■ Extrait du document:
Le dernier facteur à l’œuvre sont les enjeux perçus du scrutin. Ici aussi, les choses ont évolué : depuis 2014, en s’appuyant sur les dispositions du traité de Lisbonne, les partis européens ont « dramatisé » la campagne, en l’organisant comme une compétition entre leurs têtes de liste respectives, candidats à la présidence de la Commission européenne. En effet, selon les traités, le président de la Commission doit être désigné par le Conseil européen « en tenant compte du résultat des élections » et il doit ensuite être « élu » par le Parlement européen. L'ambition était de remédier, ce faisant, à trois problèmes fondamentaux du scrutin : son manque d’incarnation, son caractère insuffisamment transnational et son absence d'enjeu clairement perceptible. Cette stratégie a permis de mobiliser davantage les médias – en organisant notamment des débats entre les têtes de liste à l’échelle européenne – et de faire valoir que ces élections ne visaient pas uniquement à désigner des députés européens, mais aussi à choisir le président de la Commission et à peser sur le programme de celle-ci. L’opération a été un succès en 2014, avec la désignation de Jean-Claude Juncker ; elle n’a pas abouti en 2019, le candidat de tête du PPE, Manfred Weber, n’ayant pas bénéficié des soutiens requis, mais Mme von der Leyen était issue du même parti et du même pays que lui. Et cette année encore, le scrutin est scénarisé par les partis européens comme une compétition entre leurs têtes de liste.

■ Jeu de données:
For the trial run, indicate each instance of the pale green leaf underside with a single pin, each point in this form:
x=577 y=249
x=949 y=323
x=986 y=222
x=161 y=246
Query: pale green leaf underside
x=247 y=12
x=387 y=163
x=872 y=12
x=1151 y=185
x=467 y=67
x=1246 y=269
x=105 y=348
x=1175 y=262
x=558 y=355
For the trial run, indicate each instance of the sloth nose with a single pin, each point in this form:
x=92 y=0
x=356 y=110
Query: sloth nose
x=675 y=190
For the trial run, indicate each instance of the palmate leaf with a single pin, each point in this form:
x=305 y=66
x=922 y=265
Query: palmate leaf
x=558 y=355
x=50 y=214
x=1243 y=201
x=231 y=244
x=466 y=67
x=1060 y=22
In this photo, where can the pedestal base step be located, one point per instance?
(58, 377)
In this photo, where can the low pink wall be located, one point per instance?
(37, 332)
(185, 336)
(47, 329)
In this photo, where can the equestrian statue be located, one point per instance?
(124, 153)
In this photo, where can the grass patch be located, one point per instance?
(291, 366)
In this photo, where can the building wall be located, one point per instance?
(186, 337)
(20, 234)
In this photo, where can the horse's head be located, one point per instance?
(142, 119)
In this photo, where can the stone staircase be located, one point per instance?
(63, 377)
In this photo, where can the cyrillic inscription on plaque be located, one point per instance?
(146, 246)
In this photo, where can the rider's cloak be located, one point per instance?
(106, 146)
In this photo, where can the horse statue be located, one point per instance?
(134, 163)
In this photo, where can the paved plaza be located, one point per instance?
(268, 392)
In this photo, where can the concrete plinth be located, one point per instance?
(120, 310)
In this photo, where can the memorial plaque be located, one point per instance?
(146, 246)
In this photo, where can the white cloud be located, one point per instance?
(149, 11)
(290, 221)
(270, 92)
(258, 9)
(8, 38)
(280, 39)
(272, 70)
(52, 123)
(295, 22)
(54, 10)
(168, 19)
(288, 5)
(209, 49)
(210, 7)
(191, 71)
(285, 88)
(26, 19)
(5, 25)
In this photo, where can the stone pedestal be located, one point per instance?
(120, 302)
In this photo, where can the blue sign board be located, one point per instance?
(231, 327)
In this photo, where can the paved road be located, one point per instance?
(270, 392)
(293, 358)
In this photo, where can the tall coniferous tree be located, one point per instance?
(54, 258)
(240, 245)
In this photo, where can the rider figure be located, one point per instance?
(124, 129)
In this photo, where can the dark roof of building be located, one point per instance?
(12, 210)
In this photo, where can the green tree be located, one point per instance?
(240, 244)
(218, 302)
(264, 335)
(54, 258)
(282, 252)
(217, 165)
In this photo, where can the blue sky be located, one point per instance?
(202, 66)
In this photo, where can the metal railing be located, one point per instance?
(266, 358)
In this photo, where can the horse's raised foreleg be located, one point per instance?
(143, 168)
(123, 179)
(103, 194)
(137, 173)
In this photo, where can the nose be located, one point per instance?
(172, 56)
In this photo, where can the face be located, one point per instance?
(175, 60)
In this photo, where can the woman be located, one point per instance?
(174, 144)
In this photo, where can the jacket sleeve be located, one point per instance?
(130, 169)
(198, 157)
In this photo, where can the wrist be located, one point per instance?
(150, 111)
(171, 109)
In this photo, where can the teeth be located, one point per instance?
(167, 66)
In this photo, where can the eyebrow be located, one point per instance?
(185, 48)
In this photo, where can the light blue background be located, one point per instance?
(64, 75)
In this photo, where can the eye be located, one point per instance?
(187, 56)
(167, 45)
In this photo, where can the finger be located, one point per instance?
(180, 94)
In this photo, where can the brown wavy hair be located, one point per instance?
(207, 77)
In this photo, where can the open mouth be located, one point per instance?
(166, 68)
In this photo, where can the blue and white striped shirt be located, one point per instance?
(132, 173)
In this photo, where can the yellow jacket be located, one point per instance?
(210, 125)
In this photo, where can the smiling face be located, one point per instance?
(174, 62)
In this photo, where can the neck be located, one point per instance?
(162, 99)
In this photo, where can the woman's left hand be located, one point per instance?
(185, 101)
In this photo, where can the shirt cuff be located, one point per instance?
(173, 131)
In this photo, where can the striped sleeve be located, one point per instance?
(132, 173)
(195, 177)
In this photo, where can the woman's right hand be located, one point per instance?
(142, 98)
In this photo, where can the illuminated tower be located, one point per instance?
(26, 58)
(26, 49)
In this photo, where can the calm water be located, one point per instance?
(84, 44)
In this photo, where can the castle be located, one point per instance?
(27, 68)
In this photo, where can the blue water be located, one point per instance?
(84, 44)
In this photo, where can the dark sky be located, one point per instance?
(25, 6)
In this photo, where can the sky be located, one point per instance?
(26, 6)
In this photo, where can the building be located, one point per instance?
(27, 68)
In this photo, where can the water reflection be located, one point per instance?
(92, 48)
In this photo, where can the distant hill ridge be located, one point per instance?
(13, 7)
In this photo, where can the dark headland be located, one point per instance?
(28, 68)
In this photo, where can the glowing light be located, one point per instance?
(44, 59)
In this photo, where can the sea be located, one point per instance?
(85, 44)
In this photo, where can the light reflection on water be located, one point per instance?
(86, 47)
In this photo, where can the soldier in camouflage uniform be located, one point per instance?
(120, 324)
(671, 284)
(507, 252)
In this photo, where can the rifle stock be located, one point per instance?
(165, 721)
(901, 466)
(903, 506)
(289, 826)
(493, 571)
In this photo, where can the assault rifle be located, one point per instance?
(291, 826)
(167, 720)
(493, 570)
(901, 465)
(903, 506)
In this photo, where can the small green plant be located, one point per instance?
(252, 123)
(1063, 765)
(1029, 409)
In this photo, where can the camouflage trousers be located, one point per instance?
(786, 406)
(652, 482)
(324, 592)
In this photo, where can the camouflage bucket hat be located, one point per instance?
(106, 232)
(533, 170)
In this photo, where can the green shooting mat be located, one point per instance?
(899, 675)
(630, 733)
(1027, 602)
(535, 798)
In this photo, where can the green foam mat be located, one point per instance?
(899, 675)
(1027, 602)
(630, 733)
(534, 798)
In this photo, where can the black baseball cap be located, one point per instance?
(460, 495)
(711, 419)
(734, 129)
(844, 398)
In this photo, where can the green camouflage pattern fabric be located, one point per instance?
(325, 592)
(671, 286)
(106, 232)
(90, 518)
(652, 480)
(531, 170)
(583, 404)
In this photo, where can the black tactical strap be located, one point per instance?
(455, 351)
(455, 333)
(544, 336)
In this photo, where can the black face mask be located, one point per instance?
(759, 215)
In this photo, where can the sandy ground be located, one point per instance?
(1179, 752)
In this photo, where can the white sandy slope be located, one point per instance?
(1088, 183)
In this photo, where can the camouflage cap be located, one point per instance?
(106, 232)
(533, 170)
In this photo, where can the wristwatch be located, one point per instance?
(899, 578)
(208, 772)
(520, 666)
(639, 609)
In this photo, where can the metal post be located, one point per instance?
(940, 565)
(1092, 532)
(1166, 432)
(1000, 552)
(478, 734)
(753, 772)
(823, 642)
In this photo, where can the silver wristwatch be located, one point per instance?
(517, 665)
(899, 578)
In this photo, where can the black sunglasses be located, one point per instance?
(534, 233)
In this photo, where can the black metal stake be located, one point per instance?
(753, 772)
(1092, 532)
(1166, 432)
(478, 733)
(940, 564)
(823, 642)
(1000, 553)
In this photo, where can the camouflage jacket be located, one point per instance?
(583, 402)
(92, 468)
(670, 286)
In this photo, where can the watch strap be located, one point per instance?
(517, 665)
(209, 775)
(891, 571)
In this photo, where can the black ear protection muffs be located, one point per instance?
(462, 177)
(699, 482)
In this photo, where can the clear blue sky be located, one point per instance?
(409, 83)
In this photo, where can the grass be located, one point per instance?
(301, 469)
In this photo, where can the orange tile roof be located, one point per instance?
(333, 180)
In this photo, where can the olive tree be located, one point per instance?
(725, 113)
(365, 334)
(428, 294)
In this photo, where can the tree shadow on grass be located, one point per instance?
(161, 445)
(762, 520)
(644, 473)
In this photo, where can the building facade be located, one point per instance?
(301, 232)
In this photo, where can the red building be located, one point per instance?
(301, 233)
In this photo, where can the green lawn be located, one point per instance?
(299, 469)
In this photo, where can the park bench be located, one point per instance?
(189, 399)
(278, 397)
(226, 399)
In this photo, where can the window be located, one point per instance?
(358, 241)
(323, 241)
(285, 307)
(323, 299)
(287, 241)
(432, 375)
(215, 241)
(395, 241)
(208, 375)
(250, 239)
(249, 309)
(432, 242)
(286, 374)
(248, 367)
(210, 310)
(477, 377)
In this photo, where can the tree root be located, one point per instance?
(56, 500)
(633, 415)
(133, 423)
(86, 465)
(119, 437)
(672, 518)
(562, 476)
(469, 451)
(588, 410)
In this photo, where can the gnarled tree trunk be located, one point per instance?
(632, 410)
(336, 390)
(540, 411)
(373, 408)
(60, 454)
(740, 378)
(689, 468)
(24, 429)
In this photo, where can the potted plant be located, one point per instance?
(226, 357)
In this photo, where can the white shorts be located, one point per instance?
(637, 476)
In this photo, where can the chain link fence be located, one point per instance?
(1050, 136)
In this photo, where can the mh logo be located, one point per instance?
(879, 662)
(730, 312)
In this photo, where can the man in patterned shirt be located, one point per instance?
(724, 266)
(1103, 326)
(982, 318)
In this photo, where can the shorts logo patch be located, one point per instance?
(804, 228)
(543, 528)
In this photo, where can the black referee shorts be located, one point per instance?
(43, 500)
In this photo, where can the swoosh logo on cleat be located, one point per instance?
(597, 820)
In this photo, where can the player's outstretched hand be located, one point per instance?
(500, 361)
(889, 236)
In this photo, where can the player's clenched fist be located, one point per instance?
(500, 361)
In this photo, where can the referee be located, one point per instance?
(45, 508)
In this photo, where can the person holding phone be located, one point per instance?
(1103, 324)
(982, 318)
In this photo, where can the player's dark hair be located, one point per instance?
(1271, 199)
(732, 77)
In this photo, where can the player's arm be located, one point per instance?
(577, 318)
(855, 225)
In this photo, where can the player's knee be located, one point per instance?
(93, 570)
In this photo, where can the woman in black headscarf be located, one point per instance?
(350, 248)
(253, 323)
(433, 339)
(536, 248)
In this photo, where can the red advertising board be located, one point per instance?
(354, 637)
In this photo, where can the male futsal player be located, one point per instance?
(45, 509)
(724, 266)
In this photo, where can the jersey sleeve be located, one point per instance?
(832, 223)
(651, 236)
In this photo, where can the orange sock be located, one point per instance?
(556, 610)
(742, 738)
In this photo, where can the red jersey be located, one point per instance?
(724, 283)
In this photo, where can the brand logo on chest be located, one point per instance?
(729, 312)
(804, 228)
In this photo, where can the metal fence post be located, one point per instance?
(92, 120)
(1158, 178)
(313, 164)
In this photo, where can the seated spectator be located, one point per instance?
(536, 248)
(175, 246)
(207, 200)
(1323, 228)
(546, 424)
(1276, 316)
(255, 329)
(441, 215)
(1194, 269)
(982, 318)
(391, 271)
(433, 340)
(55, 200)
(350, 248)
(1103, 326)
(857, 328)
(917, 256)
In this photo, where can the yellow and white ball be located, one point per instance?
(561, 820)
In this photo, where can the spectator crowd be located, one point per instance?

■ Énoncé:
Poursuivez le texte sur les élections européennes après sa dernière phrase.

■ Zone de réponse:
Cinq têtes de liste ont débattu le 23 mai 2024. Sandro Gozi (Renew Europe Now), Terry Reintke (Verts européens), Walter Baier (Gauche européenne), Ursula von der Leyen (Parti populaire européen) et Nicolas Schmit (Parti socialiste européen). Crédits : Philippe Buissin / Parlement européen
3. Des élections qui prennent sens à deux niveaux
Plus largement, les questions européennes ont pris une place centrale dans la vie politique française, qui se structure désormais selon un double clivage : gauche contre droite, et pro-européens (autour du centre) contre anti-européens (aux extrêmes). C’est cette configuration qui a permis à Emmanuel Macron de se faire élire par deux fois, en mobilisant la frange pro-européenne de l’électorat de gauche et de droite, contre des opposants plus eurosceptiques – Marine Le Pen et Jean-Luc Mélenchon, qui ont tiré profit des divisions des deux partis principaux de gouvernement. Le positionnement des leaders politiques par rapport aux enjeux européens est désormais fondamental, ce qui donne plus de sens aux élections européennes.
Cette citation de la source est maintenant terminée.